-- start of EXERCISE MATERIALS --

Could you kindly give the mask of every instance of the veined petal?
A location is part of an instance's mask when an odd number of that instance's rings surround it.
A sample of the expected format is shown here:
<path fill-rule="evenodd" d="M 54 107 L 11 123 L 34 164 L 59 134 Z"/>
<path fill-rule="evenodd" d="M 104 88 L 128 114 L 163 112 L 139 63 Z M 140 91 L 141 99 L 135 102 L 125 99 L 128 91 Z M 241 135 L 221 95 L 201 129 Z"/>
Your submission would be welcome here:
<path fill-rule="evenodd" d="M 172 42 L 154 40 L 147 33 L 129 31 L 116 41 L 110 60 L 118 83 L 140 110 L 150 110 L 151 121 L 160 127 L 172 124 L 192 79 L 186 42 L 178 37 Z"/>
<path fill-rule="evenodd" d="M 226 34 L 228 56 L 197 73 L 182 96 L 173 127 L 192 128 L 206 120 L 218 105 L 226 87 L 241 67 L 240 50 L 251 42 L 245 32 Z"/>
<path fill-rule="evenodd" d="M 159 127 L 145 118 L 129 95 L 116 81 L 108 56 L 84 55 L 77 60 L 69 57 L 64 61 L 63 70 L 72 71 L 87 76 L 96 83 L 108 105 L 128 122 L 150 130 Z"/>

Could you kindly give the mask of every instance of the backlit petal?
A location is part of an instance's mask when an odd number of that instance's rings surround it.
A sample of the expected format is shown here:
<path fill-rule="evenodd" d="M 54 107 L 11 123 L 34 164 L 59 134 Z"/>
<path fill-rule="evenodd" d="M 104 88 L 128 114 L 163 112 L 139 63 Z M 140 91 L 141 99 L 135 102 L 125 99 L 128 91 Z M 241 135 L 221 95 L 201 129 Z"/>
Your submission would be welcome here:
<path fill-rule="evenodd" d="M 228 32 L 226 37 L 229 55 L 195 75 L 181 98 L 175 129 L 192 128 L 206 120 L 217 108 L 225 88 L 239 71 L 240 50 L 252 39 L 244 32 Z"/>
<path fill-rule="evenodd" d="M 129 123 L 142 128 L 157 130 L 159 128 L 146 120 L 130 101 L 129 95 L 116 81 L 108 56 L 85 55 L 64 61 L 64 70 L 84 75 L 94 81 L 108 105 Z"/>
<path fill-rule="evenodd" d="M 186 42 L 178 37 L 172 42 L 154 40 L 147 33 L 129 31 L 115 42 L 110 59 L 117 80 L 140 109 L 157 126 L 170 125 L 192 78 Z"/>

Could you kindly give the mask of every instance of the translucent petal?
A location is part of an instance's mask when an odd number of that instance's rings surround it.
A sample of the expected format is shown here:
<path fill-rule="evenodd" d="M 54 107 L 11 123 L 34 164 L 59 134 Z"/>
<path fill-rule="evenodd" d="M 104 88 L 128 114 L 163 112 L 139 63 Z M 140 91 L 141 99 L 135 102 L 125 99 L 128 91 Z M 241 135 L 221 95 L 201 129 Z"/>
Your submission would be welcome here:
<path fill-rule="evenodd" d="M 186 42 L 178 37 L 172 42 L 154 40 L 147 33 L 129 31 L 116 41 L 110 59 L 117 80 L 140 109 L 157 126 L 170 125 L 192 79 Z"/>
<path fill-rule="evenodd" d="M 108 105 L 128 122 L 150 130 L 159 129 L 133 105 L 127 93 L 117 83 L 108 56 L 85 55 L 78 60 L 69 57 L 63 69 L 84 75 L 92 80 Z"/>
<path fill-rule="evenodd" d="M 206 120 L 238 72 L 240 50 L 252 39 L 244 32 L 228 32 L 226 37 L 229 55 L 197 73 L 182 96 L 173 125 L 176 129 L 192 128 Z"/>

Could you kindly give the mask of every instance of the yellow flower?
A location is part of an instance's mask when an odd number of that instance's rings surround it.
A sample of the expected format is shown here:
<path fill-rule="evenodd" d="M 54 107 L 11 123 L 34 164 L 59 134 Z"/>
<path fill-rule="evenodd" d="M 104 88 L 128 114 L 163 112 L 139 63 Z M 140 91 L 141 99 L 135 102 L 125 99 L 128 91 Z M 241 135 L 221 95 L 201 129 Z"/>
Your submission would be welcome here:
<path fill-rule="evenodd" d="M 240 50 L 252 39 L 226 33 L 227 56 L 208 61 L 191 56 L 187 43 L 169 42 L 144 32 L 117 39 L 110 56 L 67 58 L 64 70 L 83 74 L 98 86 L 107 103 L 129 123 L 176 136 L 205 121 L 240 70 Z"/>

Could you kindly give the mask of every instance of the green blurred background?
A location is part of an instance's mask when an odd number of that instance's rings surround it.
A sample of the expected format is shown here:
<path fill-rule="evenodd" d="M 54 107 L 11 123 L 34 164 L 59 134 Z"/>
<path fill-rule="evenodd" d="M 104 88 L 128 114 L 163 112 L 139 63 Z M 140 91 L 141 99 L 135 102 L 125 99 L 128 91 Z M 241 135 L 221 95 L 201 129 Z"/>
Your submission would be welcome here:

-- end of EXERCISE MATERIALS --

WHAT THIS TASK INVOLVES |
Transcribe, without any change, every line of the items from the one containing "the yellow flower?" through the final line, including both of these lines.

RESULT OF THE EXERCISE |
Could you kindly give the mask of every instance of the yellow flower?
A location is part of an instance's mask when an odd number of that instance's rings surround it.
A sample of the expected format is shown here:
<path fill-rule="evenodd" d="M 54 107 L 11 123 L 34 164 L 59 134 Z"/>
<path fill-rule="evenodd" d="M 104 88 L 128 114 L 163 112 L 139 63 Z M 140 91 L 141 99 L 135 102 L 125 99 L 128 91 Z M 241 135 L 221 95 L 201 129 Z"/>
Your submission would be welcome here:
<path fill-rule="evenodd" d="M 240 50 L 252 39 L 226 33 L 227 56 L 208 61 L 191 56 L 187 43 L 169 42 L 144 32 L 117 39 L 110 56 L 67 58 L 64 70 L 83 74 L 98 86 L 107 103 L 129 123 L 176 136 L 205 121 L 240 70 Z"/>

Could you kindly give the mask of every instance of the green blurred background?
A location is part of an instance's mask when an odd number of that instance's rings surround it.
A sample of the expected format is shown here:
<path fill-rule="evenodd" d="M 54 107 L 11 123 L 34 164 L 59 134 Z"/>
<path fill-rule="evenodd" d="M 104 88 L 128 114 L 163 112 L 139 63 Z M 140 91 L 141 99 L 135 102 L 125 99 L 128 91 Z M 241 135 L 221 95 L 201 129 Z"/>
Your submission would be welcome here:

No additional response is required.